(Dataset rows)

━━━━━━━━━━━━━━━━

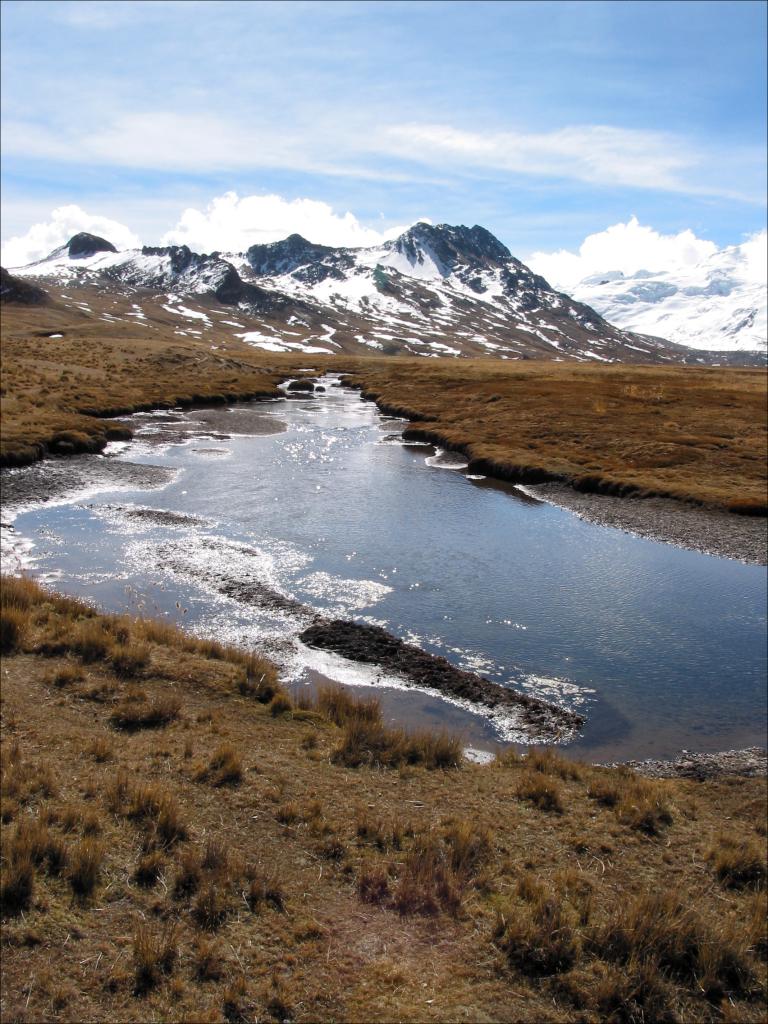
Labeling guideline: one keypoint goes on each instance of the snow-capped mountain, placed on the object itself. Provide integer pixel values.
(433, 291)
(720, 303)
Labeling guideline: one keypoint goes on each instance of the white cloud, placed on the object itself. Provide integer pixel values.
(628, 248)
(65, 221)
(231, 223)
(596, 154)
(228, 223)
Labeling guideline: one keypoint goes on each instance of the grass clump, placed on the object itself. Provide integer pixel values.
(85, 866)
(188, 875)
(367, 740)
(69, 675)
(263, 890)
(132, 715)
(281, 705)
(541, 791)
(550, 763)
(129, 660)
(211, 907)
(16, 885)
(155, 955)
(639, 803)
(539, 935)
(92, 640)
(738, 863)
(658, 928)
(13, 626)
(148, 868)
(373, 884)
(208, 960)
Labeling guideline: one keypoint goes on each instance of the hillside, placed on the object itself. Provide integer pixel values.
(433, 291)
(181, 841)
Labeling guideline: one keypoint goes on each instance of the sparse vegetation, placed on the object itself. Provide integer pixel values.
(639, 900)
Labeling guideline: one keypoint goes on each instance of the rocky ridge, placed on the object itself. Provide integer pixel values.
(435, 290)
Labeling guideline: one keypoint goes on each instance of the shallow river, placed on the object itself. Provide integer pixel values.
(660, 647)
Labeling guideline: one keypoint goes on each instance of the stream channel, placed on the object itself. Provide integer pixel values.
(241, 522)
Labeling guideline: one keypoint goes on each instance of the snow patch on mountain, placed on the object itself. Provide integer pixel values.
(677, 287)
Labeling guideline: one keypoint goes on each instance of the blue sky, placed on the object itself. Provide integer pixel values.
(544, 122)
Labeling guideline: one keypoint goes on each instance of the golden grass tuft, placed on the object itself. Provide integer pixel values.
(14, 625)
(541, 791)
(224, 768)
(640, 803)
(132, 715)
(85, 866)
(539, 935)
(155, 955)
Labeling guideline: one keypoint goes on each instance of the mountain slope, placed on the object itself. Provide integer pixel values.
(718, 304)
(433, 291)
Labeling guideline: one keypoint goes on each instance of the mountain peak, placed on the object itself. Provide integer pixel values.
(452, 245)
(286, 255)
(83, 245)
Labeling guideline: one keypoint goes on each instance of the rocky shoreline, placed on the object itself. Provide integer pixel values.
(749, 763)
(715, 531)
(374, 645)
(709, 530)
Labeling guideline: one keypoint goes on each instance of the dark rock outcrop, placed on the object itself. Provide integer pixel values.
(374, 645)
(20, 292)
(83, 245)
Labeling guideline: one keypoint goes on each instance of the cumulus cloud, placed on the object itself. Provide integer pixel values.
(628, 248)
(228, 223)
(65, 221)
(231, 223)
(595, 154)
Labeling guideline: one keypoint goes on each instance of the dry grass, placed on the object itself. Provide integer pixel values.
(738, 862)
(141, 713)
(378, 887)
(50, 395)
(695, 434)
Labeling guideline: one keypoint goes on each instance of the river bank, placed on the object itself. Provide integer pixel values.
(203, 849)
(710, 530)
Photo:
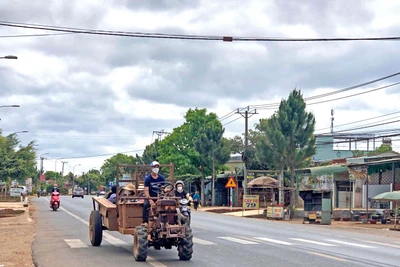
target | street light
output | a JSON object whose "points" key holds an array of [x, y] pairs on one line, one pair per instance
{"points": [[10, 106], [9, 57], [73, 176]]}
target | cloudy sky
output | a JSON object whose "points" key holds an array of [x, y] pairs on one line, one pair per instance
{"points": [[88, 95]]}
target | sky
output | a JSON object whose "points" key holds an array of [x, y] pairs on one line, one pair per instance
{"points": [[83, 96]]}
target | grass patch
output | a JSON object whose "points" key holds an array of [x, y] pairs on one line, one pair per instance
{"points": [[10, 213]]}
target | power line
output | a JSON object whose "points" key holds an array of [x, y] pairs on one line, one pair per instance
{"points": [[34, 35], [364, 127], [330, 93], [103, 155], [343, 97], [353, 122], [231, 121], [189, 36]]}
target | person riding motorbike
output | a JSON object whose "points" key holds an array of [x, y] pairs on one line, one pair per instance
{"points": [[55, 195], [55, 188], [112, 196]]}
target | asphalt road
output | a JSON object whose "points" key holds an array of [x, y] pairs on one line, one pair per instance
{"points": [[62, 239]]}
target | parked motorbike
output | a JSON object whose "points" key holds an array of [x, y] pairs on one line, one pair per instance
{"points": [[184, 211], [55, 201]]}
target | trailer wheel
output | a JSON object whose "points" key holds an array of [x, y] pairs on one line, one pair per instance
{"points": [[185, 247], [95, 228], [140, 243]]}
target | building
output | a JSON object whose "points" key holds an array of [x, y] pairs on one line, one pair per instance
{"points": [[338, 145]]}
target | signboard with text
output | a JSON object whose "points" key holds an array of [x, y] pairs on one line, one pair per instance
{"points": [[251, 202]]}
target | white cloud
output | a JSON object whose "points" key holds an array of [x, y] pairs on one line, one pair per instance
{"points": [[91, 95]]}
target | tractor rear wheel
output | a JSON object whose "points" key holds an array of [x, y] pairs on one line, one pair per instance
{"points": [[140, 243], [95, 228], [185, 248]]}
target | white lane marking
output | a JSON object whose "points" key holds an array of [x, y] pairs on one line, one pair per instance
{"points": [[313, 242], [237, 240], [115, 241], [202, 242], [274, 241], [379, 243], [75, 243], [327, 256], [348, 243]]}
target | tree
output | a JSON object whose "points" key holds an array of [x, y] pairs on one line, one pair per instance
{"points": [[109, 168], [212, 147], [51, 175], [151, 152], [382, 149], [292, 140], [16, 161], [180, 147]]}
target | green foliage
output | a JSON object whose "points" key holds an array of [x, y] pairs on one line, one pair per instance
{"points": [[151, 152], [109, 168], [288, 136], [357, 153], [382, 149], [51, 175], [16, 161]]}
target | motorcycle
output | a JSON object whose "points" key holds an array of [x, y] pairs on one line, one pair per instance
{"points": [[55, 201], [184, 211]]}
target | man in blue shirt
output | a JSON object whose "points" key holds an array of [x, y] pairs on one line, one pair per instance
{"points": [[154, 177]]}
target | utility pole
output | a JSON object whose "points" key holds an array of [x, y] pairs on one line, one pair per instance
{"points": [[62, 171], [247, 113]]}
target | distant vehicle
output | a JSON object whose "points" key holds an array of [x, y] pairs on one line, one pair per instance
{"points": [[78, 192], [16, 192], [101, 193]]}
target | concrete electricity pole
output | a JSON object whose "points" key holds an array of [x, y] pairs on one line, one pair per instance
{"points": [[247, 113], [62, 171]]}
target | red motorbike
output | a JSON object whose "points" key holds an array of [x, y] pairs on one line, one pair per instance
{"points": [[55, 201]]}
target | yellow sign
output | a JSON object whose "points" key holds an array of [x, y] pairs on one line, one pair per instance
{"points": [[251, 202], [269, 212], [312, 216], [231, 183]]}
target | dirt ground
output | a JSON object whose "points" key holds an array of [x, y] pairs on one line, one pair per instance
{"points": [[16, 235], [355, 226]]}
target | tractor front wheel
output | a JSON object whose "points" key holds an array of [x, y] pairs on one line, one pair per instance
{"points": [[185, 248], [140, 243]]}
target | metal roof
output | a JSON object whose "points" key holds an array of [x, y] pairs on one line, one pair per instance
{"points": [[335, 168]]}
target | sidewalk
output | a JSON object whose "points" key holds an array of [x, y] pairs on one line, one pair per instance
{"points": [[16, 234]]}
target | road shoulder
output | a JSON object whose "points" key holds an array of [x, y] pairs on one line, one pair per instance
{"points": [[16, 236]]}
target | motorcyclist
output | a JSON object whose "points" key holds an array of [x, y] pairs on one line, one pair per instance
{"points": [[55, 188], [113, 194], [179, 191]]}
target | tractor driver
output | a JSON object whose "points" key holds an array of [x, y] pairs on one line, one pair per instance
{"points": [[148, 192]]}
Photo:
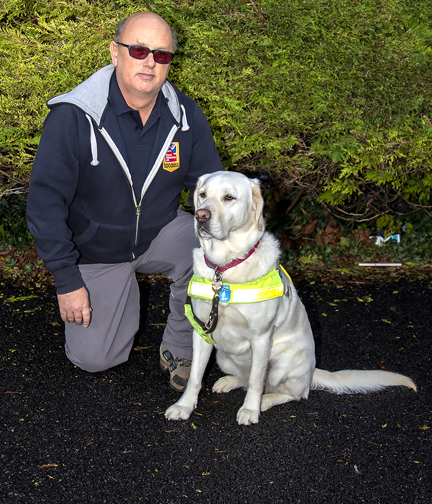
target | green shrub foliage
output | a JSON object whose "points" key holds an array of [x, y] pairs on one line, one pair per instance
{"points": [[330, 98]]}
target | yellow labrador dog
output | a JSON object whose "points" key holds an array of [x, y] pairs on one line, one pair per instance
{"points": [[245, 306]]}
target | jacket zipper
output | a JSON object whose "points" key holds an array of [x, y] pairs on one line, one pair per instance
{"points": [[150, 176]]}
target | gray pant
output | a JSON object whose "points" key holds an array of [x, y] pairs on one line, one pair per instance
{"points": [[114, 298]]}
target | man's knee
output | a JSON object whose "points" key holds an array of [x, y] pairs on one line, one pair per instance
{"points": [[95, 362]]}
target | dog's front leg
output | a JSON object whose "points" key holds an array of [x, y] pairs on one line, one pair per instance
{"points": [[182, 409], [250, 410]]}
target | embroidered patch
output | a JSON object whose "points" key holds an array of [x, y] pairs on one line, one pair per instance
{"points": [[225, 294], [172, 157]]}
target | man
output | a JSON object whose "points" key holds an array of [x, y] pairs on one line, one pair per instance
{"points": [[114, 156]]}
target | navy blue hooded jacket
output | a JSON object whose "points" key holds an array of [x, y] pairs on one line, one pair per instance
{"points": [[82, 205]]}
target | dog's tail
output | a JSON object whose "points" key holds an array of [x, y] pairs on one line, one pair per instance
{"points": [[358, 382]]}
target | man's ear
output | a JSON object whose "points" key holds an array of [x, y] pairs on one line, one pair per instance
{"points": [[257, 204]]}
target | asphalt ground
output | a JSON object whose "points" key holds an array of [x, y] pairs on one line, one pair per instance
{"points": [[68, 436]]}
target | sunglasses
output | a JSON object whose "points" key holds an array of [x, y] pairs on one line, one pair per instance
{"points": [[141, 52]]}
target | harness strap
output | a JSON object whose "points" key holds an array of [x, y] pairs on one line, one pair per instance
{"points": [[203, 329]]}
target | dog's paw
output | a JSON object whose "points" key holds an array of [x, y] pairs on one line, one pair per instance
{"points": [[247, 417], [226, 383], [176, 412]]}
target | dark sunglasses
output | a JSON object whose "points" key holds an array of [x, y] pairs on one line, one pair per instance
{"points": [[141, 52]]}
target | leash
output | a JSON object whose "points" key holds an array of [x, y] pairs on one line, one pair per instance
{"points": [[206, 329]]}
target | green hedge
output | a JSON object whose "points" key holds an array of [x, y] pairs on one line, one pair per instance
{"points": [[325, 97]]}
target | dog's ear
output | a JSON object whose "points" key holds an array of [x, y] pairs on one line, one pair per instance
{"points": [[257, 204]]}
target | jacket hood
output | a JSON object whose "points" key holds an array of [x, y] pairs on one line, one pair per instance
{"points": [[94, 104]]}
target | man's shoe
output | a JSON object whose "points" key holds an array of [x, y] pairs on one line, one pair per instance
{"points": [[178, 367]]}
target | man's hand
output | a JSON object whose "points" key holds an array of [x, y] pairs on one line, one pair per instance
{"points": [[75, 307]]}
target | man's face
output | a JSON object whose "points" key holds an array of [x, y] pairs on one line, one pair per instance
{"points": [[141, 79]]}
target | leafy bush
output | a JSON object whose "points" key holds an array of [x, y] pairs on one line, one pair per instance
{"points": [[325, 98]]}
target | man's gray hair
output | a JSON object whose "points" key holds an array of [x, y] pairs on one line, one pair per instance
{"points": [[122, 22]]}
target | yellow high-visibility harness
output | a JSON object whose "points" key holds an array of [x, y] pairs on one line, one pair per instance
{"points": [[272, 285]]}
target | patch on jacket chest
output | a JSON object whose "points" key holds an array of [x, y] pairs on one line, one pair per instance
{"points": [[171, 161]]}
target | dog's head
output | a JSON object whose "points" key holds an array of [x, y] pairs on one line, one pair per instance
{"points": [[228, 203]]}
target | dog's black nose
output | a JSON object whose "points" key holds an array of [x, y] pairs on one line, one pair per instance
{"points": [[202, 215]]}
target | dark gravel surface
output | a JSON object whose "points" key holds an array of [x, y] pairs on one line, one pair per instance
{"points": [[72, 437]]}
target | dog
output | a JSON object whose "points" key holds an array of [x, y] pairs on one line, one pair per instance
{"points": [[265, 346]]}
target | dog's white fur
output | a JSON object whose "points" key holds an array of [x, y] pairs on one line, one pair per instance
{"points": [[266, 347]]}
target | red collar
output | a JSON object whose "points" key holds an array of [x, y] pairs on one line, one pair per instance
{"points": [[236, 262]]}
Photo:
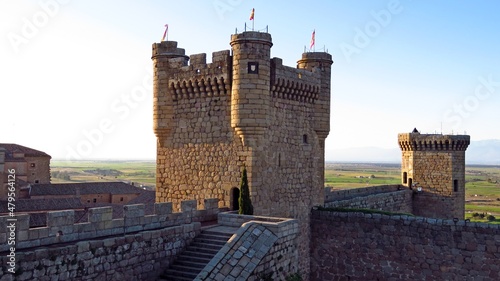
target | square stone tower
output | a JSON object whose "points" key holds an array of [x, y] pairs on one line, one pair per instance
{"points": [[433, 165], [242, 109]]}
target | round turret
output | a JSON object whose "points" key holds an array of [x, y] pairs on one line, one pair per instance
{"points": [[251, 84]]}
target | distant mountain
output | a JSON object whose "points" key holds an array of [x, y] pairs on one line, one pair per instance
{"points": [[485, 152], [364, 154]]}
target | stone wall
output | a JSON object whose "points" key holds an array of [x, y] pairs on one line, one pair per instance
{"points": [[391, 201], [243, 109], [61, 227], [435, 164], [38, 169], [262, 246], [344, 194], [134, 247], [355, 246]]}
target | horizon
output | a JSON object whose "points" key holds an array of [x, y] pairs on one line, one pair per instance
{"points": [[80, 71]]}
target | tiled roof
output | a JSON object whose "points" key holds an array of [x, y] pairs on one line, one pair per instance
{"points": [[84, 188], [30, 152]]}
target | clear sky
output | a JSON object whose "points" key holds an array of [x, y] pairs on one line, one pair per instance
{"points": [[76, 75]]}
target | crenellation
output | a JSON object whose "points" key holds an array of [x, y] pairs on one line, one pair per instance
{"points": [[244, 109]]}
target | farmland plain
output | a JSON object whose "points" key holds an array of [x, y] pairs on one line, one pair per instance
{"points": [[482, 188]]}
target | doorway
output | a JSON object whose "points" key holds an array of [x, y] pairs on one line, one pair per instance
{"points": [[235, 198]]}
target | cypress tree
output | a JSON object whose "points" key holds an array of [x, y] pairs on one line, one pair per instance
{"points": [[244, 201]]}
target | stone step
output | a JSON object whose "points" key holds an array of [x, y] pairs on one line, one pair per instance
{"points": [[203, 250], [217, 233], [179, 274], [211, 240], [208, 246], [191, 264], [195, 255]]}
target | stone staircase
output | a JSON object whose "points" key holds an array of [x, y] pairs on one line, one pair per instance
{"points": [[196, 256]]}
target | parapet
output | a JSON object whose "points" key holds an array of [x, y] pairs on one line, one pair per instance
{"points": [[311, 60], [168, 49], [432, 142], [61, 226], [293, 83]]}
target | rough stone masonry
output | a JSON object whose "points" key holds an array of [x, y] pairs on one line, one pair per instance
{"points": [[243, 109]]}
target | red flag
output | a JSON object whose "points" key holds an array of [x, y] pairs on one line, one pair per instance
{"points": [[165, 33], [313, 39]]}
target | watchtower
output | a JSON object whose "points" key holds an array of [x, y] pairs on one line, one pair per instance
{"points": [[433, 166]]}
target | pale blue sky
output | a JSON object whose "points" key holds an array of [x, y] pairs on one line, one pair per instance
{"points": [[72, 68]]}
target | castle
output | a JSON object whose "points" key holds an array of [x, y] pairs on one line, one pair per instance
{"points": [[247, 109]]}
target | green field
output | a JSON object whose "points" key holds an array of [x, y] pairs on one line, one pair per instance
{"points": [[482, 188], [140, 172], [342, 176]]}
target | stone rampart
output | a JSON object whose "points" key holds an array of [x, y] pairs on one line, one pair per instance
{"points": [[262, 246], [344, 194], [140, 256], [355, 246], [61, 227], [135, 247]]}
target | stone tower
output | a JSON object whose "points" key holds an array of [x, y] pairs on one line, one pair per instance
{"points": [[243, 108], [433, 165]]}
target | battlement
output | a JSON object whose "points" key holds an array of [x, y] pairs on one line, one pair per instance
{"points": [[61, 226], [432, 142], [251, 37]]}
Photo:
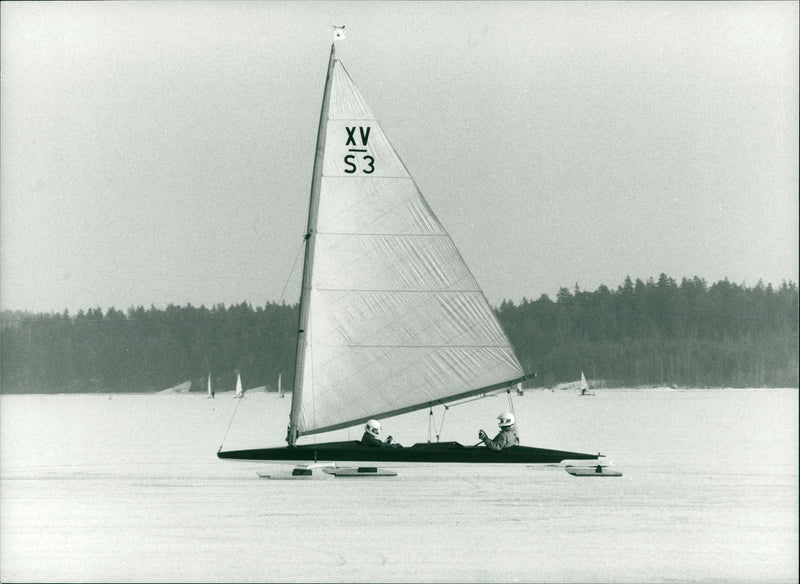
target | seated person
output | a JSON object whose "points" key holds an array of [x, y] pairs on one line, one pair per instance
{"points": [[371, 436], [507, 436]]}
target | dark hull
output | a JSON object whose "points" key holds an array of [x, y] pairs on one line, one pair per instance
{"points": [[441, 452]]}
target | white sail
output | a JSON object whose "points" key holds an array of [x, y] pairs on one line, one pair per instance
{"points": [[396, 320]]}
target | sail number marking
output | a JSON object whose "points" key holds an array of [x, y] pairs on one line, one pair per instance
{"points": [[357, 159]]}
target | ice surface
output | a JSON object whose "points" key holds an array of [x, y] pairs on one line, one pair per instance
{"points": [[119, 488]]}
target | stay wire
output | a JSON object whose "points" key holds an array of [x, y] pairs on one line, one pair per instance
{"points": [[239, 402], [268, 327]]}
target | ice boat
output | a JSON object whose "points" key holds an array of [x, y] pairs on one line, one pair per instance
{"points": [[585, 386], [391, 319]]}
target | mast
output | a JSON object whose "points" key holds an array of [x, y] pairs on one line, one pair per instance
{"points": [[313, 208]]}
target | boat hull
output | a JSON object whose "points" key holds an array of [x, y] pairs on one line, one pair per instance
{"points": [[423, 452]]}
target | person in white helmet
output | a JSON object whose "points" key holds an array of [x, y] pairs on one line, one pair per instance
{"points": [[371, 436], [507, 436]]}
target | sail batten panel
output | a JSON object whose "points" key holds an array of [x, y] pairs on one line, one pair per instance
{"points": [[389, 262], [374, 206], [383, 379], [406, 319]]}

━━━━━━━━━━━━━━━━

WHAT IS EXPECTED: Could you format the items starting with the line with "target | person in white helmet" and going on through the end of the items as a two-column CSV with the columns request and answer? Give one row per item, with each field quoted and line breaks turned into spaces.

SOLUTION BELOW:
request,answer
"target | person in white helmet output | a JSON object whose ""points"" key holds an array of [x, y] pairs on one line, one pair per instance","{""points"": [[371, 436], [507, 436]]}"
"target | sail batten panel output | a JSON object whose ""points"" key holds an array of [x, y] pairs on one line, one pair per instance","{""points"": [[389, 262], [374, 206], [383, 379], [406, 319]]}"